Stored data
Begin

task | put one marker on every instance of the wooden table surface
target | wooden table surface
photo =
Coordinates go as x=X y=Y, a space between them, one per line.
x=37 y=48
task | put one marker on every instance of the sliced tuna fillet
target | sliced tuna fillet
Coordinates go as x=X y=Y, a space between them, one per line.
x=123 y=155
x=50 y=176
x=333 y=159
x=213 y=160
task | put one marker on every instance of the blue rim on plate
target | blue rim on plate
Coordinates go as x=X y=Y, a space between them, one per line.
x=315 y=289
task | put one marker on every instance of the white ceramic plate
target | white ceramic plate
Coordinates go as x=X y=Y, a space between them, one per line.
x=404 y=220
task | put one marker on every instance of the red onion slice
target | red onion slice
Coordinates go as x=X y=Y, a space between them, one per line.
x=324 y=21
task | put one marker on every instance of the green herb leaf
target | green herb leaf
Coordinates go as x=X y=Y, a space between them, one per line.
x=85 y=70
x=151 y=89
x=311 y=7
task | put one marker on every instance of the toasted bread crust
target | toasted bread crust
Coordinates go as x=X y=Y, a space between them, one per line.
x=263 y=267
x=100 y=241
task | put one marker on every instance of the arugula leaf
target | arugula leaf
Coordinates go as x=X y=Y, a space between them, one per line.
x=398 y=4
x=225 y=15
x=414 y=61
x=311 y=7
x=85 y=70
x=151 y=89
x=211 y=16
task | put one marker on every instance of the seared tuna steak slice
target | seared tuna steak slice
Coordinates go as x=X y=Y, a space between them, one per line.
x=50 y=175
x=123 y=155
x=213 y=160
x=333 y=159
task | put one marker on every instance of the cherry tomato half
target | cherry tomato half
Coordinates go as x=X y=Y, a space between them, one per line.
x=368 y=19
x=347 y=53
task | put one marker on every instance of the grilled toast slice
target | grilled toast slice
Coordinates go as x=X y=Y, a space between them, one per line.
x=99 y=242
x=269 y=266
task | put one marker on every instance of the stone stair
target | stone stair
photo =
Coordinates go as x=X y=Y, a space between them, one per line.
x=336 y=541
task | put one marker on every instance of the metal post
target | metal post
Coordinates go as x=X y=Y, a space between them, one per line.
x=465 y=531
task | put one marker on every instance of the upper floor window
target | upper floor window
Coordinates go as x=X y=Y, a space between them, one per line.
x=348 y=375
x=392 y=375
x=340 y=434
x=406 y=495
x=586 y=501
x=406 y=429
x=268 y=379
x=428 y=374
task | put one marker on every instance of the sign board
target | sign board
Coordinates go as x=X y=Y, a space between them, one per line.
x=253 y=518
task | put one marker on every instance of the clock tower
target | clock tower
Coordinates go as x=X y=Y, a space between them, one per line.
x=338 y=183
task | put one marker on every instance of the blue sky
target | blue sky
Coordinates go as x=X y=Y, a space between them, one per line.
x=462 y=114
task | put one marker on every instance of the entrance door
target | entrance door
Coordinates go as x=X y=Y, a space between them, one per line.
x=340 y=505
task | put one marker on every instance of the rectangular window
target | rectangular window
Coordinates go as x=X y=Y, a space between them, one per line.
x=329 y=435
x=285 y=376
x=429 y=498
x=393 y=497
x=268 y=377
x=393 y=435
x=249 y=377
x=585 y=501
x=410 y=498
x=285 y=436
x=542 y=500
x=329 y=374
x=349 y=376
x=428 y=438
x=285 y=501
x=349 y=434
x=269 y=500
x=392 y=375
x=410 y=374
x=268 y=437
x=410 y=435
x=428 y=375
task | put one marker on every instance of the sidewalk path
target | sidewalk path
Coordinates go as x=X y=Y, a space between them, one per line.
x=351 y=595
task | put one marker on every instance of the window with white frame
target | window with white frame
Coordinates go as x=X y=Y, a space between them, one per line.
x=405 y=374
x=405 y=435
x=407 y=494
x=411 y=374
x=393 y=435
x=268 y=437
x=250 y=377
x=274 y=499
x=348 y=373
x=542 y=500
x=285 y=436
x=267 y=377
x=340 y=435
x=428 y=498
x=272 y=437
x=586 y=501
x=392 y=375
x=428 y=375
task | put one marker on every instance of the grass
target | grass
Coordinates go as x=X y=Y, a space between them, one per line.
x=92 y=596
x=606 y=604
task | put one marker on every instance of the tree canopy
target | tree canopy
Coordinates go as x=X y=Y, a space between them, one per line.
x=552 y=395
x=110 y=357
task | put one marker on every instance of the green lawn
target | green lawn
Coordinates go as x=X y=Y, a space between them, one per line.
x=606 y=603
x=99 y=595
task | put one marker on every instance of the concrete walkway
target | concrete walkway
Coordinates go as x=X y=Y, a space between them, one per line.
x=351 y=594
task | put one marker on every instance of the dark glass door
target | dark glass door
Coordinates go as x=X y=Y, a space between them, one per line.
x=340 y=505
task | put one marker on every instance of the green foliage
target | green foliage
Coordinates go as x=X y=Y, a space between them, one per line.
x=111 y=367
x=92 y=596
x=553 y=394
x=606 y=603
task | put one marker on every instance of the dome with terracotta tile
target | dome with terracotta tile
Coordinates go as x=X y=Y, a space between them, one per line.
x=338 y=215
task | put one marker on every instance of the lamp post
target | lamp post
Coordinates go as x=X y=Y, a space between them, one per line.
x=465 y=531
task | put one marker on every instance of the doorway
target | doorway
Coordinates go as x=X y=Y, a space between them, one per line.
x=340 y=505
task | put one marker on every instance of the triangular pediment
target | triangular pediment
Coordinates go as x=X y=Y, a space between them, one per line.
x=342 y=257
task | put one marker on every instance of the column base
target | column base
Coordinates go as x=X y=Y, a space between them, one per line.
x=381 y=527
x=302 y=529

End

Task directions
The records above are to be copied in full, exactly as written.

Output of the task
task | put one marker on every instance of the wooden table surface
target | wooden table surface
photo =
Coordinates go as x=X y=Y, a space between them, one per line.
x=37 y=48
task | put one marker on every instance of the sliced tuna fillet
target | sliced tuna fillet
Coordinates go as x=X y=Y, a space between them, one per line.
x=123 y=155
x=50 y=176
x=333 y=159
x=213 y=160
task | put one marker on every instance of the blue rim on plate
target | blue rim on plate
Coordinates go as x=X y=Y, a space between them, one per line.
x=315 y=289
task | put one marker on every instance of the white ceramic plate
target | white ceramic plate
Coordinates go as x=X y=Y, a space between them, one per line.
x=404 y=220
task | put one marker on every instance of the red onion slice
target | red onion slice
Coordinates go as x=X y=Y, a space between them, one per line.
x=324 y=21
task | put one marker on every instance of the green herb leaf
target | green herb leaf
Coordinates go as x=X y=Y, a space between them, one per line.
x=85 y=70
x=151 y=89
x=311 y=7
task | put one marker on every instance of the toasted bread crust
target | toasted bread crust
Coordinates go as x=X y=Y, a space between them, one per line.
x=263 y=267
x=100 y=241
task | put one marker on every instance of the arugula leaf
target | arugula leaf
Coordinates go as x=X y=Y, a space between them, one per line.
x=398 y=4
x=225 y=15
x=414 y=61
x=311 y=7
x=85 y=70
x=151 y=89
x=211 y=16
task | put one marker on every instance of the seared tuna steak slice
target | seared tuna steak slice
Coordinates go as x=X y=Y, a space between them, one per line.
x=50 y=175
x=123 y=155
x=213 y=160
x=333 y=159
task | put one marker on every instance of the cherry tomato half
target | cherry tomato half
Coordinates go as x=X y=Y, a space between them, one per line.
x=368 y=19
x=347 y=53
task | put one marker on every instance of the grilled toast slice
target | grilled toast slice
Coordinates go as x=X y=Y, a space between them, one per line.
x=99 y=242
x=269 y=266
task | put one marker on every instance of the stone stair
target | stone stair
photo =
Coordinates go as x=X y=Y, a space between them, one per line.
x=336 y=541
task | put one marker on every instance of the metal post
target | metal post
Coordinates go as x=X y=Y, a space between them, one per line.
x=465 y=531
task | put one marker on every instance of the upper floor window
target | upper floor window
Coordinates go as x=X y=Y, a space between them, one per line.
x=348 y=375
x=392 y=375
x=340 y=434
x=406 y=495
x=586 y=501
x=406 y=429
x=268 y=379
x=428 y=374
task | put one marker on every instance of the sign board
target | sign board
Coordinates go as x=X y=Y, a space between them, one per line.
x=253 y=518
task | put one marker on every instance of the clock tower
target | clock tower
Coordinates go as x=X y=Y, a space between them, one per line.
x=338 y=183
task | put one marker on every instance of the blue sky
target | blue sky
Coordinates go as x=X y=Y, a space between them, one per line.
x=462 y=114
task | put one marker on every instance of the entrance door
target | entrance door
Coordinates go as x=X y=Y, a space between them, one per line.
x=340 y=505
task | put one marker on every instance of the rectangular window
target | rectangular window
Coordinates go as x=X y=Y, a space between them, one per line.
x=329 y=435
x=285 y=376
x=429 y=498
x=393 y=497
x=268 y=377
x=393 y=435
x=249 y=377
x=585 y=501
x=410 y=498
x=285 y=436
x=542 y=500
x=329 y=374
x=349 y=376
x=428 y=438
x=285 y=501
x=349 y=434
x=269 y=500
x=392 y=375
x=410 y=374
x=268 y=437
x=410 y=435
x=428 y=375
task | put one marker on every instance of the sidewalk path
target | sidewalk path
Coordinates go as x=X y=Y, a space between them, one per line.
x=351 y=595
task | put one marker on every instance of the window with white frame
target | window with white frame
Coordinates go as x=X y=Y, a space between them, one per line.
x=405 y=374
x=405 y=435
x=407 y=494
x=411 y=374
x=393 y=435
x=268 y=437
x=250 y=377
x=274 y=499
x=348 y=373
x=542 y=500
x=285 y=436
x=267 y=377
x=340 y=435
x=428 y=498
x=272 y=437
x=586 y=501
x=392 y=375
x=428 y=375
task | put one marker on every instance of the grass
target | grass
Coordinates go as x=X y=Y, a space between them, one per line.
x=92 y=596
x=606 y=604
task | put one marker on every instance of the tree canopy
target | tree canopy
Coordinates go as x=X y=Y, a space between them, one per line.
x=552 y=395
x=110 y=357
task | put one marker on every instance of the green lawn
target | green lawn
Coordinates go as x=X y=Y, a space between them, one per line.
x=606 y=603
x=99 y=595
task | put one marker on every instance of the concrete walkway
target | concrete walkway
Coordinates go as x=X y=Y, a space between them, one per line.
x=351 y=594
task | put one marker on every instance of the dark glass door
target | dark glass door
Coordinates go as x=X y=Y, a space between them, one per line.
x=340 y=505
task | put one marker on every instance of the green foliage
target | green foliage
Coordinates go as x=X y=Y, a space between them, one per line.
x=111 y=367
x=92 y=596
x=553 y=394
x=606 y=603
task | put one marker on every instance of the dome with terracotta tile
target | dome with terracotta tile
Coordinates go as x=X y=Y, a space between them, one per line.
x=338 y=215
task | put one marker on every instance of the lamp post
target | lamp post
Coordinates go as x=X y=Y, a space between them, one per line.
x=465 y=531
task | put one marker on every instance of the doorway
target | doorway
Coordinates go as x=X y=Y, a space between them, one per line.
x=340 y=505
task | put one marker on every instance of the triangular pediment
target | triangular pediment
Coordinates go as x=X y=Y, a space between them, one per line.
x=342 y=257
task | put one marker on every instance of the column base
target | column base
Coordinates go as x=X y=Y, a space between them, one per line.
x=381 y=527
x=302 y=529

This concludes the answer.